### STATED EXERCISE
Number the lines below as a list, leaving out any blank lines.

----- DATA PROVIDED

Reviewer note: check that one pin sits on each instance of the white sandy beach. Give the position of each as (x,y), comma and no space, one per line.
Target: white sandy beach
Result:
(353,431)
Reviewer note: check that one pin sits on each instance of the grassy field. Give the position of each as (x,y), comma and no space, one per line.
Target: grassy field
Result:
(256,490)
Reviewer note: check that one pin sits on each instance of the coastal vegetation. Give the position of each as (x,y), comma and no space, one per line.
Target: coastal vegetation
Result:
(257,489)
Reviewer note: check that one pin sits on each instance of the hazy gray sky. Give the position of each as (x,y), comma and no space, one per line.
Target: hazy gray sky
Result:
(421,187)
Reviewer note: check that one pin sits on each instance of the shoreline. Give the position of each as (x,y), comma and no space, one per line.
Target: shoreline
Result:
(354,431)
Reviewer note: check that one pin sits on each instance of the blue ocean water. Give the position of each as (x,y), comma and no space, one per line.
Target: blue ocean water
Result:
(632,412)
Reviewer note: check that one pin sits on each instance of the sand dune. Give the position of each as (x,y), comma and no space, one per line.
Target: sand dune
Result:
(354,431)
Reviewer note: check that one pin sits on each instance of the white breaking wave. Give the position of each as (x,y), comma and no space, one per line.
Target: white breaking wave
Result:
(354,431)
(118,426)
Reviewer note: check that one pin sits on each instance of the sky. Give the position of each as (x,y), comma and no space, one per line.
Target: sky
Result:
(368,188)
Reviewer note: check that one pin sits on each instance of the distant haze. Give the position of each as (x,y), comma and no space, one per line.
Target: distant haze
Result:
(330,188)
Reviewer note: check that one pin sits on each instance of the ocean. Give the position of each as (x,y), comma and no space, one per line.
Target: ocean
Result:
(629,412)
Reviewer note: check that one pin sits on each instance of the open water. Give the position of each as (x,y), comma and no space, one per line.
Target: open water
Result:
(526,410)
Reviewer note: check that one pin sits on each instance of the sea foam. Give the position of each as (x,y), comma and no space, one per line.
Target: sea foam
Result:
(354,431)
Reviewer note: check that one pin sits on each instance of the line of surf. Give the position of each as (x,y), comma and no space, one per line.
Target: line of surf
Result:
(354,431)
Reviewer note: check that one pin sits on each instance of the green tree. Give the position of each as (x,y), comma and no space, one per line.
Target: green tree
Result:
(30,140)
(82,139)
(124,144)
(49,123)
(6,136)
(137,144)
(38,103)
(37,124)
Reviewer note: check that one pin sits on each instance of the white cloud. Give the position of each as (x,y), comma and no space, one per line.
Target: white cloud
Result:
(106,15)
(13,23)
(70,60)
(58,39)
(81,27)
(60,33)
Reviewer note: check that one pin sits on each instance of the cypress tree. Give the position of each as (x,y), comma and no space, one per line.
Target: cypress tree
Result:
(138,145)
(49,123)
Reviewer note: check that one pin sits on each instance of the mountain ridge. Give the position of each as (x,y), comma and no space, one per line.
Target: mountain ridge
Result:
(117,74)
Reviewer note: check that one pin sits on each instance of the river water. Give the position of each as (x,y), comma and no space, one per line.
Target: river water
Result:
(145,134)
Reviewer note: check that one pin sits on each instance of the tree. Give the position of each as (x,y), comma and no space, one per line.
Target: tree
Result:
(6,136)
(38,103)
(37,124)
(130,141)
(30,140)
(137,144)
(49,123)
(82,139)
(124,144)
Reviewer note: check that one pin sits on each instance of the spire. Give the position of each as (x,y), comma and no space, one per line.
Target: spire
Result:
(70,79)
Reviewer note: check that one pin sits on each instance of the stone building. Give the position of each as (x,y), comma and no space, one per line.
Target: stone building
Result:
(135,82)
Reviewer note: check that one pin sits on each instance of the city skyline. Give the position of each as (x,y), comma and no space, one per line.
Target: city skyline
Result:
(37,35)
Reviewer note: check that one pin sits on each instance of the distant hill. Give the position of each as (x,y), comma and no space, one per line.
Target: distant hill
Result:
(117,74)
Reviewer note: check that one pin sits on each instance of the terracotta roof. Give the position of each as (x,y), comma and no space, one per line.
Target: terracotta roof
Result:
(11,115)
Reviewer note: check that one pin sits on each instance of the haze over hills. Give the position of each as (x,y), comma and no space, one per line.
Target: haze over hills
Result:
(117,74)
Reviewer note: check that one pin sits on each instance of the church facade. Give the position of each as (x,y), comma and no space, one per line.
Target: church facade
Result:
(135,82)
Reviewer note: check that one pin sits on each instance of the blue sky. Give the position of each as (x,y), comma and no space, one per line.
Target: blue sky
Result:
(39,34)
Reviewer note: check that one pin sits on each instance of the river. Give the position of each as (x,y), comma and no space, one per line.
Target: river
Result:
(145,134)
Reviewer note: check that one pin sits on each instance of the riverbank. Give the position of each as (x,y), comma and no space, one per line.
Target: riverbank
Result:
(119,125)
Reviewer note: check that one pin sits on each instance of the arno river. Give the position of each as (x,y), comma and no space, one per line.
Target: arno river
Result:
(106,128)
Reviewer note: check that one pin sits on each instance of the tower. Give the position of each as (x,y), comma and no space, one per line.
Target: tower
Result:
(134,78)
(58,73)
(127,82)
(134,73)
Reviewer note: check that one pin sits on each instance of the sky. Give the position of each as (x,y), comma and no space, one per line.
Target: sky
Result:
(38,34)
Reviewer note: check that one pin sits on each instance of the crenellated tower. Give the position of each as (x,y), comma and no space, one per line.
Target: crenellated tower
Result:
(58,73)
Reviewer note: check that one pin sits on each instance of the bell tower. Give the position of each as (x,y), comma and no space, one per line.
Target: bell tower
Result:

----------

### ANSWER BELOW
1. Reviewer note: check that one pin sits on each instance of the white sandy beach. Give the position of each as (x,y), comma and no space, one per line.
2. Target: white sandy beach
3. Result:
4. (353,431)
5. Reviewer note: check that one pin sits on each instance of the grassy field. Give the position of each as (x,y), comma and no space, one per line.
6. Target: grassy field
7. Result:
8. (256,490)
9. Reviewer note: check that one pin sits on each instance of the coastal vegetation. Give the position of each as (x,y), comma and no space, one per line.
10. Target: coastal vegetation
11. Result:
12. (257,489)
13. Reviewer note: check that one pin sits on each instance of the hazy gray sky. Give the position of each as (x,y), comma and no space, one per line.
14. Target: hazy gray sky
15. Result:
16. (421,187)
17. Reviewer note: check that one pin sits on each instance of the shoreline. Give the position of each as (x,y), comma and no space, one per line.
18. Target: shoreline
19. Result:
20. (354,431)
21. Reviewer note: check that one pin sits on each instance of the blue ocean water. Give the position of each as (x,y), comma and no space, one per line.
22. Target: blue ocean water
23. Result:
24. (632,412)
25. Reviewer note: check that one pin sits on each instance of the sand dune. Give the position of each as (x,y), comma and no space, one per line.
26. Target: sand dune
27. Result:
28. (354,431)
29. Reviewer note: check that one pin sits on each instance of the white breaking wave. Give the position of each as (x,y), comma and no space, one per line.
30. Target: white breaking wave
31. Result:
32. (354,431)
33. (118,426)
34. Reviewer note: check that one pin sits on each instance of the sky. Give the position of each as (x,y), comma and no space, one per line.
35. Target: sky
36. Result:
37. (368,188)
38. Reviewer note: check that one pin sits on each instance of the distant haze. Give the position of each as (x,y), comma and no space, one per line.
39. Target: distant haze
40. Result:
41. (330,188)
42. Reviewer note: check that one pin sits on each instance of the ocean. Give the position of each as (x,y), comma and no space, one per line.
43. Target: ocean
44. Result:
45. (629,412)
46. Reviewer note: check that one pin sits on each instance of the open water. Give the position of each as (x,y), comma and no space, one per line.
47. Target: open water
48. Result:
49. (526,410)
50. Reviewer note: check that one pin sits on each instance of the sea foam. Give the position of each as (x,y), comma and no space, one per line.
51. Target: sea foam
52. Result:
53. (354,431)
54. Reviewer note: check that one pin sits on each instance of the line of surf. Give the position of each as (x,y), comma and no space, one per line.
55. Target: line of surf
56. Result:
57. (354,431)
58. Reviewer note: check that one pin sits on each instance of the green tree. Give the position of each as (x,y), comma and no space, one per line.
59. Target: green tree
60. Result:
61. (30,140)
62. (82,139)
63. (124,144)
64. (49,123)
65. (6,136)
66. (137,144)
67. (38,103)
68. (37,124)
69. Reviewer note: check that one pin sits on each instance of the white cloud. Give the position of each as (x,y), comma and no space, one per line.
70. Target: white cloud
71. Result:
72. (106,15)
73. (13,23)
74. (70,60)
75. (58,39)
76. (81,27)
77. (60,33)
78. Reviewer note: check that one pin sits on each instance of the cypress tree. Give the position of each as (x,y), comma and no space, one per line.
79. Target: cypress tree
80. Result:
81. (138,145)
82. (49,123)
83. Reviewer note: check that one pin sits on each instance of the mountain ridge. Give the position of each as (x,y), comma and no space, one per line.
84. Target: mountain ridge
85. Result:
86. (117,74)
87. Reviewer note: check that one pin sits on each instance of the river water. Give the position of each as (x,y), comma and no space, one per line.
88. Target: river water
89. Result:
90. (145,134)
91. Reviewer note: check that one pin sits on each instance of the tree. Give the position of each as (x,y), comma and no space, one per line.
92. Target: tree
93. Result:
94. (6,136)
95. (38,103)
96. (37,124)
97. (130,141)
98. (30,140)
99. (137,144)
100. (49,123)
101. (82,139)
102. (124,144)
103. Reviewer note: check that one pin sits on each instance of the spire. Give the position of each as (x,y), comma and no space, one per line.
104. Target: spire
105. Result:
106. (70,79)
107. Reviewer note: check that one pin sits on each instance of the stone building. Give the position of each as (x,y), comma and no space, one per line.
108. Target: stone building
109. Result:
110. (135,82)
111. Reviewer note: check that one pin sits on each instance of the city skyline. Give the position of each as (x,y), comma and no space, one per line.
112. Target: city skyline
113. Result:
114. (37,35)
115. Reviewer note: check that one pin sits on each instance of the distant hill. Give the position of each as (x,y), comma and no space, one per line.
116. Target: distant hill
117. Result:
118. (117,74)
119. Reviewer note: check that one pin sits on each instance of the terracotta roof. Give the position of each as (x,y), comma and no space, one per line.
120. Target: terracotta roof
121. Result:
122. (11,115)
123. Reviewer note: check that one pin sits on each instance of the haze over hills. Give the position of each as (x,y), comma and no space, one per line.
124. Target: haze over hills
125. Result:
126. (117,74)
127. Reviewer note: check that one pin sits on each instance of the church facade. Give the position of each as (x,y), comma and no space, one per line.
128. Target: church facade
129. Result:
130. (135,82)
131. Reviewer note: check that one pin sits on each instance of the blue sky. Give the position of each as (x,y), comma and no space, one per line.
132. Target: blue sky
133. Result:
134. (39,34)
135. Reviewer note: check that one pin sits on each instance of the river. Give the position of each as (x,y), comma and no space, one per line.
136. Target: river
137. Result:
138. (145,134)
139. Reviewer note: check that one pin sits on each instance of the riverbank. Give the position of each as (x,y), comma and no space, one per line.
140. Target: riverbank
141. Result:
142. (119,125)
143. Reviewer note: check that one pin sits on each instance of the arno river. Give the position of each as (x,y), comma and no space, one per line.
144. Target: arno river
145. Result:
146. (106,128)
147. Reviewer note: check that one pin sits on each instance of the tower. Give the position of each as (x,y), comma and no space, one per line.
148. Target: tower
149. Result:
150. (134,78)
151. (58,73)
152. (127,82)
153. (134,73)
154. Reviewer note: check that one pin sits on each instance of the sky. Give the position of each as (x,y), comma and no space, one per line.
155. Target: sky
156. Result:
157. (38,34)
158. Reviewer note: check that one pin sits on each instance of the crenellated tower. Give the position of each as (x,y), comma and no space, one per line.
159. Target: crenellated tower
160. Result:
161. (58,73)
162. Reviewer note: check that one pin sits on each instance of the bell tower. Give the position of each as (x,y), comma and no space, one per line.
163. Target: bell tower
164. Result:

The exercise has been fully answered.